**What the task requires**.
Write out the records below once more, exactly as they stand.

**Source records**.
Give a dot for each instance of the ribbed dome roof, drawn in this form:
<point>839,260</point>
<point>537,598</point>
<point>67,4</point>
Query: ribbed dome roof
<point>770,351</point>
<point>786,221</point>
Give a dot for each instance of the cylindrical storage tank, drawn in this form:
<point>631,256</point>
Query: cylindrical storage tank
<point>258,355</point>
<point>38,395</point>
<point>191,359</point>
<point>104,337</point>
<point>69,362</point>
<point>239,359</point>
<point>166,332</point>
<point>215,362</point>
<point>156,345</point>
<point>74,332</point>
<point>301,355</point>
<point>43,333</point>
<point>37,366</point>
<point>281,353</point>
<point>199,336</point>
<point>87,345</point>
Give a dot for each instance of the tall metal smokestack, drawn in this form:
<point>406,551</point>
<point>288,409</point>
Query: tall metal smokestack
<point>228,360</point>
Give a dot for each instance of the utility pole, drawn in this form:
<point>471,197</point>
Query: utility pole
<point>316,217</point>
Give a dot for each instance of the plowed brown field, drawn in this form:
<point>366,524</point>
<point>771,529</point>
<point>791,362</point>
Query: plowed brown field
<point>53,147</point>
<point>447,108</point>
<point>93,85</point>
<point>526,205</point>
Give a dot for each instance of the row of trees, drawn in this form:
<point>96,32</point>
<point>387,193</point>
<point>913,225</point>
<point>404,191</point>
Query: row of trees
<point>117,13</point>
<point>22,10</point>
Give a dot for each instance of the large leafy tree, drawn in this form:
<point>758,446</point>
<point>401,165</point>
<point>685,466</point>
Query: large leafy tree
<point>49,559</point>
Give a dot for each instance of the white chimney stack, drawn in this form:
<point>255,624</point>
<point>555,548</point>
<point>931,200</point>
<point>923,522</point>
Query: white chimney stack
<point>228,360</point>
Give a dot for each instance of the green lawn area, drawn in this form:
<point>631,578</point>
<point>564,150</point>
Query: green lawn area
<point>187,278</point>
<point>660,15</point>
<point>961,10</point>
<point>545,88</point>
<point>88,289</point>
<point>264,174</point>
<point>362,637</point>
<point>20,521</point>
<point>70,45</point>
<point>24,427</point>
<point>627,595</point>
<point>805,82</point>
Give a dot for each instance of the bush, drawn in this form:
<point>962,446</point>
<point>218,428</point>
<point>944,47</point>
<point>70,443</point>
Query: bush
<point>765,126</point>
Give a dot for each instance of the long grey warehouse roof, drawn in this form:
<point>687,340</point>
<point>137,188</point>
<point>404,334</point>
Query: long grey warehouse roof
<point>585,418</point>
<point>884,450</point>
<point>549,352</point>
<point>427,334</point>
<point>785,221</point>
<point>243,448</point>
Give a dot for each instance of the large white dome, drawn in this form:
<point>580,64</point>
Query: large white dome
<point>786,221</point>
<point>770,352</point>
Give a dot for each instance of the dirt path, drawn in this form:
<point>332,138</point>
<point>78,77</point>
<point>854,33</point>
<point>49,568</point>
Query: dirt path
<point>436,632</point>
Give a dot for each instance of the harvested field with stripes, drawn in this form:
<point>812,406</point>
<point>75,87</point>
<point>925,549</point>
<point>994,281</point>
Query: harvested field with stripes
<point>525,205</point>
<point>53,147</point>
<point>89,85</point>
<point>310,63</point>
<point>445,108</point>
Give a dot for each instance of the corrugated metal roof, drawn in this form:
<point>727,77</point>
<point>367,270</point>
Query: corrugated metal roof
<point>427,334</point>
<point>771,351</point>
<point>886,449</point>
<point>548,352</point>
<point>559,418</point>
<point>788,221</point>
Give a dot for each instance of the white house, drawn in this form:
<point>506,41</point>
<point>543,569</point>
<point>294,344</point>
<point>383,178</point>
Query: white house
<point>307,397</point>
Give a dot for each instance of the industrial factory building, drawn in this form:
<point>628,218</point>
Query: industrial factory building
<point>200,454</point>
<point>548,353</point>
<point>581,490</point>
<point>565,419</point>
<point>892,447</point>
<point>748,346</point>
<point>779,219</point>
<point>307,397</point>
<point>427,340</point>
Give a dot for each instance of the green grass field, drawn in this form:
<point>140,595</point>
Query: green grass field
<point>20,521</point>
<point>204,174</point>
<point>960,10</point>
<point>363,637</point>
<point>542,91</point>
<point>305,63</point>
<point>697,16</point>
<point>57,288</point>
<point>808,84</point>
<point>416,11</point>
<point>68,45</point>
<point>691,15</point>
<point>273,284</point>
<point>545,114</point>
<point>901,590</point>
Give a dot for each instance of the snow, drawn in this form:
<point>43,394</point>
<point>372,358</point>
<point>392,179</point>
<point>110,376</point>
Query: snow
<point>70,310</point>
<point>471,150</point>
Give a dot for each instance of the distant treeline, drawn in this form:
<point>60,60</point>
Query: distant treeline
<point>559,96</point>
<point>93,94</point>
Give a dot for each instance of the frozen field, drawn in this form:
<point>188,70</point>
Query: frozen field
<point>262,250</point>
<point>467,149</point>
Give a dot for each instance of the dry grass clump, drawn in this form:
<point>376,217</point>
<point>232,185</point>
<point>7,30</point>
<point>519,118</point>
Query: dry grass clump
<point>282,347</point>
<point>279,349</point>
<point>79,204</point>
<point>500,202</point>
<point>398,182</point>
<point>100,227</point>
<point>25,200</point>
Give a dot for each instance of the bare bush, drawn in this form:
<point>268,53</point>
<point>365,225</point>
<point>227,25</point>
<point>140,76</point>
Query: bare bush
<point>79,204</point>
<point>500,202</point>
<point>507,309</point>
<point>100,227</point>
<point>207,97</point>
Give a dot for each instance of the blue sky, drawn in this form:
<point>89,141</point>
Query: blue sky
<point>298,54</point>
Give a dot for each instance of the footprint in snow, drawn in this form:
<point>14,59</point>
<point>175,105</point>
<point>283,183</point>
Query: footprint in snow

**Output**.
Give a dot for each instance of the ribbed dome roof, drawn in this form:
<point>839,260</point>
<point>537,598</point>
<point>67,4</point>
Query: ribbed dome roof
<point>770,351</point>
<point>786,221</point>
Give a dot for each instance of the cylindrical storage tank, drawn in this form:
<point>631,256</point>
Query: cylindrical storage tank
<point>258,355</point>
<point>38,395</point>
<point>191,359</point>
<point>104,337</point>
<point>69,362</point>
<point>239,359</point>
<point>166,332</point>
<point>215,362</point>
<point>156,345</point>
<point>74,332</point>
<point>301,355</point>
<point>43,333</point>
<point>37,366</point>
<point>281,353</point>
<point>199,336</point>
<point>87,345</point>
Give a dot for each instance of the tall metal smokestack, drawn in this form:
<point>406,551</point>
<point>288,409</point>
Query: tall metal smokestack
<point>228,360</point>
Give a dot for each instance of the utility pole, drawn in this form:
<point>471,197</point>
Query: utility pole
<point>316,217</point>
Give a dot for each instance of the plowed brown field, drawn in this form:
<point>366,524</point>
<point>771,529</point>
<point>791,362</point>
Query: plowed brown field
<point>53,147</point>
<point>447,108</point>
<point>93,85</point>
<point>526,205</point>
Give a dot for each instance of the row of trees, drawn in this form:
<point>96,32</point>
<point>387,193</point>
<point>913,225</point>
<point>404,191</point>
Query: row of trees
<point>117,13</point>
<point>22,10</point>
Give a dot for each instance of the large leafy tree, drawn in this form:
<point>758,446</point>
<point>401,165</point>
<point>685,466</point>
Query: large leafy tree
<point>49,559</point>
Give a dot for each instance of the white chimney stack, drawn in this form:
<point>255,624</point>
<point>555,548</point>
<point>931,200</point>
<point>923,522</point>
Query: white chimney stack
<point>228,360</point>
Give a dot for each instance of the green lawn area, drawn in this form:
<point>631,578</point>
<point>564,150</point>
Query: green lawn area
<point>187,278</point>
<point>660,15</point>
<point>961,10</point>
<point>545,88</point>
<point>88,289</point>
<point>264,174</point>
<point>362,637</point>
<point>20,521</point>
<point>70,45</point>
<point>24,427</point>
<point>627,595</point>
<point>805,82</point>
Give a dot for each instance of the bush, drawn in this form:
<point>962,446</point>
<point>218,428</point>
<point>944,47</point>
<point>70,443</point>
Query: bush
<point>765,126</point>
Give a dot for each instance of the long grey warehouse roof, drawn in this form:
<point>687,340</point>
<point>137,188</point>
<point>404,334</point>
Query: long grey warehouse roof
<point>585,418</point>
<point>884,450</point>
<point>549,352</point>
<point>427,334</point>
<point>785,221</point>
<point>243,448</point>
Give a dot for each instance of the large white dome, drawn in this form:
<point>580,64</point>
Query: large white dome
<point>786,221</point>
<point>770,352</point>
Give a dot for each instance of the dirt path, drawn in this form:
<point>332,138</point>
<point>78,77</point>
<point>854,33</point>
<point>49,568</point>
Query: dirt path
<point>436,632</point>
Give a dot for each instance of the harvested field with stripes, drawn in this form:
<point>812,406</point>
<point>75,87</point>
<point>925,549</point>
<point>994,281</point>
Query: harvested field with stripes
<point>525,205</point>
<point>53,147</point>
<point>89,85</point>
<point>310,63</point>
<point>445,108</point>
Give a dot for each instance of the corrugated metal roof, drawn in this form:
<point>727,77</point>
<point>367,270</point>
Query: corrugated metal roof
<point>427,334</point>
<point>771,351</point>
<point>886,449</point>
<point>548,352</point>
<point>559,418</point>
<point>788,221</point>
Give a dot for each instance of the white house, drawn in this form:
<point>506,41</point>
<point>543,569</point>
<point>294,344</point>
<point>383,178</point>
Query: white house
<point>307,397</point>
Give a dot for each instance of the industrial factory building, drawn in this form:
<point>628,218</point>
Query: industrial factory building
<point>200,454</point>
<point>548,353</point>
<point>581,490</point>
<point>565,419</point>
<point>892,447</point>
<point>748,346</point>
<point>779,219</point>
<point>307,397</point>
<point>427,340</point>
Give a dot for each instance of the green grass field, drawn in this form:
<point>140,595</point>
Query: green grass field
<point>20,521</point>
<point>204,174</point>
<point>960,10</point>
<point>363,637</point>
<point>542,91</point>
<point>305,63</point>
<point>697,16</point>
<point>57,288</point>
<point>808,84</point>
<point>416,11</point>
<point>68,45</point>
<point>691,15</point>
<point>273,284</point>
<point>545,114</point>
<point>901,590</point>
Give a dot for each instance of the snow, drawn in this form:
<point>43,394</point>
<point>372,358</point>
<point>392,179</point>
<point>110,376</point>
Query: snow
<point>70,310</point>
<point>471,150</point>
Give a dot for each instance of the distant treeline, drawn in this form:
<point>60,60</point>
Query: distant treeline
<point>559,96</point>
<point>93,94</point>
Give a dot for each instance of the frozen field, drawn in this form:
<point>188,70</point>
Query: frozen field
<point>262,250</point>
<point>467,149</point>
Give a dot for each instance of the dry grass clump, drawn in this form:
<point>376,217</point>
<point>232,185</point>
<point>7,30</point>
<point>519,118</point>
Query: dry grass clump
<point>282,347</point>
<point>279,349</point>
<point>79,204</point>
<point>500,202</point>
<point>398,182</point>
<point>100,227</point>
<point>25,200</point>
Give a dot for each instance of the bare bush, drawn in this form:
<point>268,53</point>
<point>365,225</point>
<point>227,25</point>
<point>140,76</point>
Query: bare bush
<point>79,204</point>
<point>500,202</point>
<point>507,309</point>
<point>100,227</point>
<point>207,97</point>
Give a dot for each instance of the blue sky, drawn in this form:
<point>89,141</point>
Query: blue sky
<point>298,54</point>
Give a dot for each instance of the footprint in snow, drawn in this form:
<point>14,59</point>
<point>175,105</point>
<point>283,183</point>
Query: footprint in snow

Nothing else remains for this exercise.